Gather every line below where "dark" appears.

== Segment start ==

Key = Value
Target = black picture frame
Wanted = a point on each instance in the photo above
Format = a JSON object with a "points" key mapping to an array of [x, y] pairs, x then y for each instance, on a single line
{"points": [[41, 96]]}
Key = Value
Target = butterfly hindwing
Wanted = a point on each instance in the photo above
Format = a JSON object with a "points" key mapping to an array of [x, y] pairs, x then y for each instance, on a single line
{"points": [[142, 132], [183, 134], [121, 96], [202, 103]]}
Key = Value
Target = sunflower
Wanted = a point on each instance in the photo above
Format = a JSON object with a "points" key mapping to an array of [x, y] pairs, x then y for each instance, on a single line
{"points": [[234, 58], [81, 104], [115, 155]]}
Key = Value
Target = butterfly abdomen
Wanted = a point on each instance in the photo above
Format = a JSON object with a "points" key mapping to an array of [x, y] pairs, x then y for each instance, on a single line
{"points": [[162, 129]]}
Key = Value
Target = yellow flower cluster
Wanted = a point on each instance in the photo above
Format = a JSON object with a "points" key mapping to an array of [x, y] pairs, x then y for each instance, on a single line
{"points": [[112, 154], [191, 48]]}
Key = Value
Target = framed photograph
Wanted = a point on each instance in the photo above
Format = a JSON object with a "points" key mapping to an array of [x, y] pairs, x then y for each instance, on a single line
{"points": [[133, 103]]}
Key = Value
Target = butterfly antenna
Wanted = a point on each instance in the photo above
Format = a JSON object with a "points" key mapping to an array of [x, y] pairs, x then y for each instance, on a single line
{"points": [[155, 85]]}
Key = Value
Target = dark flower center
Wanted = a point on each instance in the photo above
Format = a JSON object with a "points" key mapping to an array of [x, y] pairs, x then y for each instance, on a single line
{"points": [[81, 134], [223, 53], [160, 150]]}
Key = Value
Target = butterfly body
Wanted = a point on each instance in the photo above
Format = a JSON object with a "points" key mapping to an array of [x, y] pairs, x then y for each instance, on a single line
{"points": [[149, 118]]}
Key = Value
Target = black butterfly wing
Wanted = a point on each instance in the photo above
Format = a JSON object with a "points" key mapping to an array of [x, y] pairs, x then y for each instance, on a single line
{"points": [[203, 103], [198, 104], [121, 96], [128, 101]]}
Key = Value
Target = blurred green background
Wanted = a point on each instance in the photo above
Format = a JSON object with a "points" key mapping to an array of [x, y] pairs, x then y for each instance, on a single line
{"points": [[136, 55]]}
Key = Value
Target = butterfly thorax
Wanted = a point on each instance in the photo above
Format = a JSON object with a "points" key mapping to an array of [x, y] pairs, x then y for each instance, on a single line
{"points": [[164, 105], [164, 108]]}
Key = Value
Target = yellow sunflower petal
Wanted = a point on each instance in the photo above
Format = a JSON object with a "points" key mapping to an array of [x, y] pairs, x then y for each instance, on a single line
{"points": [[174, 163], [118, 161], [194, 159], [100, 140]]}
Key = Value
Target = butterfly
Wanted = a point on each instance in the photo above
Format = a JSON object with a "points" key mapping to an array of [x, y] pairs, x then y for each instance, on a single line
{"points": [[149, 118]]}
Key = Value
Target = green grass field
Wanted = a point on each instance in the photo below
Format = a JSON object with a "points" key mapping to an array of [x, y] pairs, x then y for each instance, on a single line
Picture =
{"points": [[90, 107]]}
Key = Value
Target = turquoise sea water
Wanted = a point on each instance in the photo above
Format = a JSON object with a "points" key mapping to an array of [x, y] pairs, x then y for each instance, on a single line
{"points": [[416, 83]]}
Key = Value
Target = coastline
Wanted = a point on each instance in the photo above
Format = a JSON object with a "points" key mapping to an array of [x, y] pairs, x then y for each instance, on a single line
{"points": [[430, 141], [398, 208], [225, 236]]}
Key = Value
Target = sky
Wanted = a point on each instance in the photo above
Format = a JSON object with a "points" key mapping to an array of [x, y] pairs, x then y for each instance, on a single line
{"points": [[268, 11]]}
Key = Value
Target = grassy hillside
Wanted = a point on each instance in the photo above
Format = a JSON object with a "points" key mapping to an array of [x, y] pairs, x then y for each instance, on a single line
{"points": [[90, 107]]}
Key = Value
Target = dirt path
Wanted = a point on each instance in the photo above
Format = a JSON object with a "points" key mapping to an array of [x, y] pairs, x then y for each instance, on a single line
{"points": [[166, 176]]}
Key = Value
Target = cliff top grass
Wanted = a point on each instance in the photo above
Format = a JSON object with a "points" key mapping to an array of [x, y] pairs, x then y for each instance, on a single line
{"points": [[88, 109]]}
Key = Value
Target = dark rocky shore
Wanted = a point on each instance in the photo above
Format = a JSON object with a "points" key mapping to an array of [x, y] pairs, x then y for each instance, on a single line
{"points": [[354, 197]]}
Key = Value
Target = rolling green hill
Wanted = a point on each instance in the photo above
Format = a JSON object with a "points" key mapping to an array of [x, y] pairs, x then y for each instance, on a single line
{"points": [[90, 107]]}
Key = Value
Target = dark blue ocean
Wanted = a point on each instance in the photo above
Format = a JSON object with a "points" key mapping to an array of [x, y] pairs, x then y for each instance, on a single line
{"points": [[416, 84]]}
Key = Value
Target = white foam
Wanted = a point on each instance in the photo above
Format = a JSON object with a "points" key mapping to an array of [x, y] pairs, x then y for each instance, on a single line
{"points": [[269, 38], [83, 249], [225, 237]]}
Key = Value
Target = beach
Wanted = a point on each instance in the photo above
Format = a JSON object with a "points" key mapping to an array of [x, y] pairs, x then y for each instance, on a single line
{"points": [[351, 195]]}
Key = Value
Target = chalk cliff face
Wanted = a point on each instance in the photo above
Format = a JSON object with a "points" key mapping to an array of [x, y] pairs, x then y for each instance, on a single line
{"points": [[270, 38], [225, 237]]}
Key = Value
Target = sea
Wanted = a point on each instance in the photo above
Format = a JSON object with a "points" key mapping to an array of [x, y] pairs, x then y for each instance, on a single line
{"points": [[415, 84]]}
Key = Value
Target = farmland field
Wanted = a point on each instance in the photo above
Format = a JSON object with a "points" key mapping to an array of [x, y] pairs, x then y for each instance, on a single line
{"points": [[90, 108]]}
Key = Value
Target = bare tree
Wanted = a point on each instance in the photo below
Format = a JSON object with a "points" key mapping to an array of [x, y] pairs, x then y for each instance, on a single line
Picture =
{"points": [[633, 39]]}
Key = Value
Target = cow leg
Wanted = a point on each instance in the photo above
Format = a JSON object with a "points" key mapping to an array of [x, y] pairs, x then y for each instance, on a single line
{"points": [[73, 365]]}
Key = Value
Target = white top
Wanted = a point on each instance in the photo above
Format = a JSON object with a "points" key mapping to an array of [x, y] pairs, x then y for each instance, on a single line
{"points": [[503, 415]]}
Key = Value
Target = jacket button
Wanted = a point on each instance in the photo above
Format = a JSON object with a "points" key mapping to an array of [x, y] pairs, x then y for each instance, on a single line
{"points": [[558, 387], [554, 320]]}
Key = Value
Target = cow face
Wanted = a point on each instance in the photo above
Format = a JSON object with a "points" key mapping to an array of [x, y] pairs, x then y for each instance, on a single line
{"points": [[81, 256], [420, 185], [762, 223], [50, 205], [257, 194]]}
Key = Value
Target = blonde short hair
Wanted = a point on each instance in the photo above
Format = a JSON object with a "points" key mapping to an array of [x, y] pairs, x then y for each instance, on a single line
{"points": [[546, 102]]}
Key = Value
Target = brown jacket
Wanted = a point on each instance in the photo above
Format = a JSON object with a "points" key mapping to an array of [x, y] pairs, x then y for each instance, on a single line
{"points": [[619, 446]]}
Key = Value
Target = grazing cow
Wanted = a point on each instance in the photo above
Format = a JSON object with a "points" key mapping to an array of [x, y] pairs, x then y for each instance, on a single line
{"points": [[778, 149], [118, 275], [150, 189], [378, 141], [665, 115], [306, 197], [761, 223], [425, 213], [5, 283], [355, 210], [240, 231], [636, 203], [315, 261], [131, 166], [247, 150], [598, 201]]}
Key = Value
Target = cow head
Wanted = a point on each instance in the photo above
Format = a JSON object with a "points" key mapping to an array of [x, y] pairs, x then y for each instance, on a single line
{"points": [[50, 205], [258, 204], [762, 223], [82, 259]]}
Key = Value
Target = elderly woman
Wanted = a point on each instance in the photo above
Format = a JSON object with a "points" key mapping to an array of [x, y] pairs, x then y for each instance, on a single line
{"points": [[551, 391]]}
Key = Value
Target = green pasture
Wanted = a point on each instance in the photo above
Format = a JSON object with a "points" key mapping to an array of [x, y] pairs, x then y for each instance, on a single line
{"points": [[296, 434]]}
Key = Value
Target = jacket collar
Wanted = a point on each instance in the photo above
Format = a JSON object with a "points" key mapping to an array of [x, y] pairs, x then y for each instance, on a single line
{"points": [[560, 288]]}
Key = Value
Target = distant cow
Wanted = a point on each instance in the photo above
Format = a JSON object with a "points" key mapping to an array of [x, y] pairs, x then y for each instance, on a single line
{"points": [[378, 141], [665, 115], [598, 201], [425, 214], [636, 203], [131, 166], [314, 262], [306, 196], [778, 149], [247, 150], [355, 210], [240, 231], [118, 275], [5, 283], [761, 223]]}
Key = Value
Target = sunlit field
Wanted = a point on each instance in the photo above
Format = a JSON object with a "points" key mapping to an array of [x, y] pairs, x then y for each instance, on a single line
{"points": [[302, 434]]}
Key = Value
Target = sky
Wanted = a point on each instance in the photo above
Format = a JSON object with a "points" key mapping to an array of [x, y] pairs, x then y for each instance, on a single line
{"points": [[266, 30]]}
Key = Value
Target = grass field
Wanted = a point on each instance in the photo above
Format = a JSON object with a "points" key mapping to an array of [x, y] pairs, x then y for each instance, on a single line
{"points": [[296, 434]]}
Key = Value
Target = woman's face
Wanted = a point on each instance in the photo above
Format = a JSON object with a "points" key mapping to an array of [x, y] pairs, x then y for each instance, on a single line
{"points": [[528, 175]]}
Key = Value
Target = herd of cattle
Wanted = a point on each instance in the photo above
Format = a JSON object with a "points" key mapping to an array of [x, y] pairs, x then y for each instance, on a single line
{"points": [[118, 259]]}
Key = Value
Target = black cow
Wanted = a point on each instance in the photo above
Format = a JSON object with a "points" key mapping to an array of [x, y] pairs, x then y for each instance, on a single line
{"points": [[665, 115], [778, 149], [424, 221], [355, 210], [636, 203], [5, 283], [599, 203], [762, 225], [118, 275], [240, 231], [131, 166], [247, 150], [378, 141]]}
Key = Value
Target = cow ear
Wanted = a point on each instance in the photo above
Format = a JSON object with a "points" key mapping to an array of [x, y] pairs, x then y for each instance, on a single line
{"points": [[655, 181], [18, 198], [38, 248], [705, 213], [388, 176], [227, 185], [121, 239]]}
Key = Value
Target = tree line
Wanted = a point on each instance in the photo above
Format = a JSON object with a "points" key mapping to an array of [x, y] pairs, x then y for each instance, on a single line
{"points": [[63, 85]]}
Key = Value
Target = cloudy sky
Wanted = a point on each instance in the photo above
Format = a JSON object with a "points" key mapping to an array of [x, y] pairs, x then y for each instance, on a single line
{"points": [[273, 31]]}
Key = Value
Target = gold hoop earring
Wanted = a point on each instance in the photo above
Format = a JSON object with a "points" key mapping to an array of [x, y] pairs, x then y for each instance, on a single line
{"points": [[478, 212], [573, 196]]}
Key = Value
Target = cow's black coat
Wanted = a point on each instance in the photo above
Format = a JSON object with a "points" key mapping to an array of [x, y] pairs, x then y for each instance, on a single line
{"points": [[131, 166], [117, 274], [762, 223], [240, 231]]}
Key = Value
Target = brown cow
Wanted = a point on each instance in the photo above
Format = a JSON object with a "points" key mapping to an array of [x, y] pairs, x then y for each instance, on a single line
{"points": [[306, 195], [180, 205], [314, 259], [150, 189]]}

== Segment end ==

* [The answer]:
Target = dark flower center
Target = dark rocky shore
Target = dark blue ocean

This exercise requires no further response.